Source records:
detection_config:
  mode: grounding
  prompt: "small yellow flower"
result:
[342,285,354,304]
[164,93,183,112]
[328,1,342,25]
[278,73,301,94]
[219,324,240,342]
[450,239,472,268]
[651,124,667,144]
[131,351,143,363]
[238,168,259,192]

...

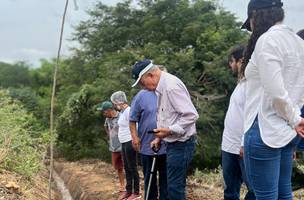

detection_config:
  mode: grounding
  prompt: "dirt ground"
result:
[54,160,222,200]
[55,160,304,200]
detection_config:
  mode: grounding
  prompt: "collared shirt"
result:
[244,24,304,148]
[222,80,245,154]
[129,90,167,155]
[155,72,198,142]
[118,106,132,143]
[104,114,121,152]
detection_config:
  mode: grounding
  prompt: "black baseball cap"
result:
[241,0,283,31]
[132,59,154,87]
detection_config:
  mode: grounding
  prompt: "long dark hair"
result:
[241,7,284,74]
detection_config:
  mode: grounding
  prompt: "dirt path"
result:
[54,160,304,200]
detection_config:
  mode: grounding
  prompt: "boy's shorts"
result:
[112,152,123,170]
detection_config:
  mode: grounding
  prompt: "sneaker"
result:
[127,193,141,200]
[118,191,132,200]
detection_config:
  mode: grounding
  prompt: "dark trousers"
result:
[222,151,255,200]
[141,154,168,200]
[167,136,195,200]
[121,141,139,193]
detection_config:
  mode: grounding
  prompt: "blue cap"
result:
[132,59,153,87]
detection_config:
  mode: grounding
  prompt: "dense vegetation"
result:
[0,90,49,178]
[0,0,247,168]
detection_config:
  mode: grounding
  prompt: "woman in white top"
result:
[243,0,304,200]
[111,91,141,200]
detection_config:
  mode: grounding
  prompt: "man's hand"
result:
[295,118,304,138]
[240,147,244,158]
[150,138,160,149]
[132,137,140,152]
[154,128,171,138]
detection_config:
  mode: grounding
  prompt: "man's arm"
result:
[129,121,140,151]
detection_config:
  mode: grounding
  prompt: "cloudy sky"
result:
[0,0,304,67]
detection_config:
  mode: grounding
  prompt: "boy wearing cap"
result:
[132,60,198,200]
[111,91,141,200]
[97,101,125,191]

==

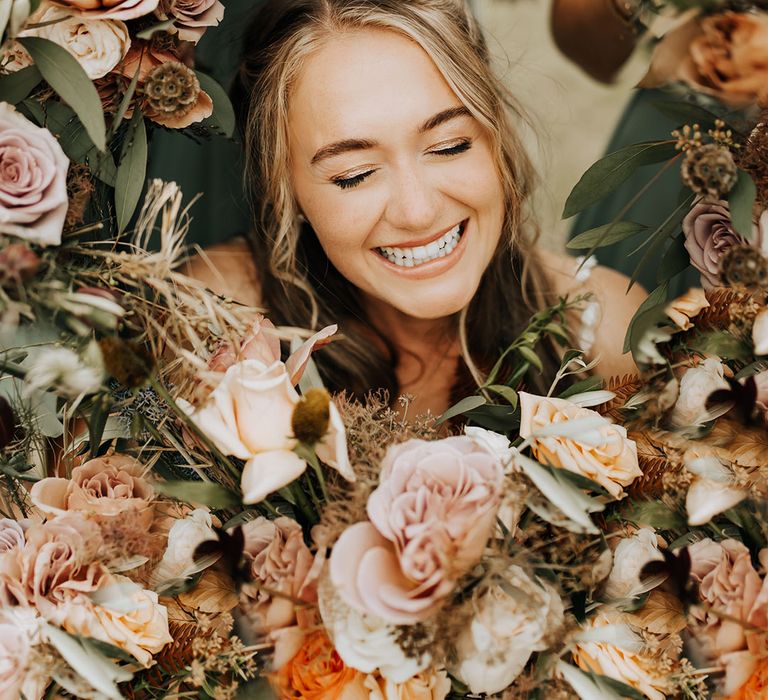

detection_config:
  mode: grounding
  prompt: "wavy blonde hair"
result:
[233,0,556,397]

Exercise details:
Which lines in the listing above contain the word "hair"? Copy each of them in full.

Task solution:
  prompt: "long dark hair"
  prompt: "wavy blonde hair"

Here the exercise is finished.